Excerpt
* BEGIN *

More FATCA Reporting Requirements Guidance for FFIs

More FATCA Reporting Requirements Guidance for FFIs

In April, the IRS issued Notice 2011-34, modifying and supplementing initial guidance provided by Notice 2010-60 on the future reporting, documentation, and withholding requirements for foreign financial institutions (FFIs) that have U.S. accounts. Notice 2011-34, 2011 IRB LEXIS 234; Notice 2010-60, 2010 IRB LEXIS 533. The notices provide key guidance following the addition of Chapter 4 (Taxes to Enforce Reporting on Certain Foreign Accounts) to the Internal Revenue Code in 2010. The Hiring Incentives to Restore Employment Act of 2010 (PL 111-147, 111th Cong, 2d Sess, § 501(a) (March 18, 2010)) added Sections 1471, 1472, 1473, 1474, and 6038D to the landscape of U.S. international tax law and imposed additional information reporting requirements on U.S. taxpayers with respect to foreign assets (in excess of $50,000) and additional reporting, documentation, and withholding requirements on FFIs with respect to certain U.S. accounts.

The new requirements under FATCA with respect to U.S. taxpayers with foreign financial assets and with respect to FFIs become effective go into effect in 2011 and 2013, respectively. (See "Foreign Account Tax Compliance Act (FATCA)" on the IRS website at http://www.irs.gov/businesses/corporations/article/0,,id=236667,00.html).

Notices 2010-60 and 2011-34. Notice 2010-60, issued last summer, provided the first round of guidance for FFIs on priority issues with respect to implementation of Chapter 4, and Notice 2011-34 now provides guidance on concerns that were raised following the issuance of Notice 2010-60. Notice 2011-34, 2011 IRB LEXIS 234.

Notice 2010-60 provides guidance on the scope of obligations exempt from Chapter 4 withholding under Section 501(d)(1) of the HIRE Act; the definition of a FFI under IRC Sections 1471 and 1472; the information that a FFI must report to the Service pursuant to an agreement under IRC Section 1471(b) (FFI agreement) with respect to their U.S. accounts; and the electronic filing requirements for FFIs. Notice 2010-60, 2010 IRB LEXIS 533.

Notice 2011-34 includes guidance on:

- The procedures that must be followed by participating FFIs in identifying U.S. accounts among their preexisting individual accounts (Section I);

- The definition of term "passthru payment" for purposes of Chapter 4 and on the obligation of participating FFIs to withhold on passthru payments (Section II);

- Certain categories of FFIs that will be deemed compliant under IRC Section 1471(b)(2) (Section III);

- The obligation of participating FFIs to report with respect to U.S. accounts (Section IV);

- The treatment under IRC Section 1471 of Qualified Intermediaries (Section V);

- The application of IRC Section 1471 to expanded affiliated groups of FFIs under IRC Section 1471(e) (Section VI); and

- The effective date of FFI Agreements (Section VII). Notice 2011-34, 2011 IRB LEXIS 234.

* END *

Set problem
Repeat the part of the FATCA guidance text word for word, starting at "The new requirements" and ending at "2010-60. Notice 2011-34, 2011 IRB LEXIS 234.".

Entries
* BEGIN *

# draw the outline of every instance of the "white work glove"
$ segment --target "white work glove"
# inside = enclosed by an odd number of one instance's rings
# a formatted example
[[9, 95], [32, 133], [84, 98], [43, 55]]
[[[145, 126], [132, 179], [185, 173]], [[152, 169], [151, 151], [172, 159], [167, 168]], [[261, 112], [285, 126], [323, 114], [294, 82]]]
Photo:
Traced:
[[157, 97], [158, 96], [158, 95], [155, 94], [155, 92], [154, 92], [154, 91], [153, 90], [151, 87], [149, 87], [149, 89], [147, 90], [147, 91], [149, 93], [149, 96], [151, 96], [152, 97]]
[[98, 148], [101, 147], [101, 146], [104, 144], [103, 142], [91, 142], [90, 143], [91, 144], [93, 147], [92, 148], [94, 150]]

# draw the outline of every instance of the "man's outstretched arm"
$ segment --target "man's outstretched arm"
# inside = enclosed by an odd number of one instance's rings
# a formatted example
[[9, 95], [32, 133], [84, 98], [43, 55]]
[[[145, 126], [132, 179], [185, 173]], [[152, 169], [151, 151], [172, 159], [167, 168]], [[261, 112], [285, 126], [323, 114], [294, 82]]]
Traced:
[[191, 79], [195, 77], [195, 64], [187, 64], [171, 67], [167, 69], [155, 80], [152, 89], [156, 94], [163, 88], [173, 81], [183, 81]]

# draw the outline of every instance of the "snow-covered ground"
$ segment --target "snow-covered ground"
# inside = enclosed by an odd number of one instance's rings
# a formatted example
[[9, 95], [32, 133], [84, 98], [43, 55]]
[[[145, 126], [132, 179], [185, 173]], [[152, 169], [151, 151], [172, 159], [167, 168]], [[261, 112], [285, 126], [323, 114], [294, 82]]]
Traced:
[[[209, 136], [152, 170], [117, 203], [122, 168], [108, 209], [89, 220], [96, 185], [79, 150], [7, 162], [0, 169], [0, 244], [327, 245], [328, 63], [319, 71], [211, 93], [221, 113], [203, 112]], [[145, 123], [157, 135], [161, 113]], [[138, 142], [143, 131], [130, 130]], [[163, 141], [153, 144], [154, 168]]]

* END *

Result of the exercise
The new requirements under FATCA with respect to U.S. taxpayers with foreign financial assets and with respect to FFIs become effective go into effect in 2011 and 2013, respectively. (See "Foreign Account Tax Compliance Act (FATCA)" on the IRS website at http://www.irs.gov/businesses/corporations/article/0,,id=236667,00.html).

Notices 2010-60 and 2011-34. Notice 2010-60, issued last summer, provided the first round of guidance for FFIs on priority issues with respect to implementation of Chapter 4, and Notice 2011-34 now provides guidance on concerns that were raised following the issuance of Notice 2010-60. Notice 2011-34, 2011 IRB LEXIS 234.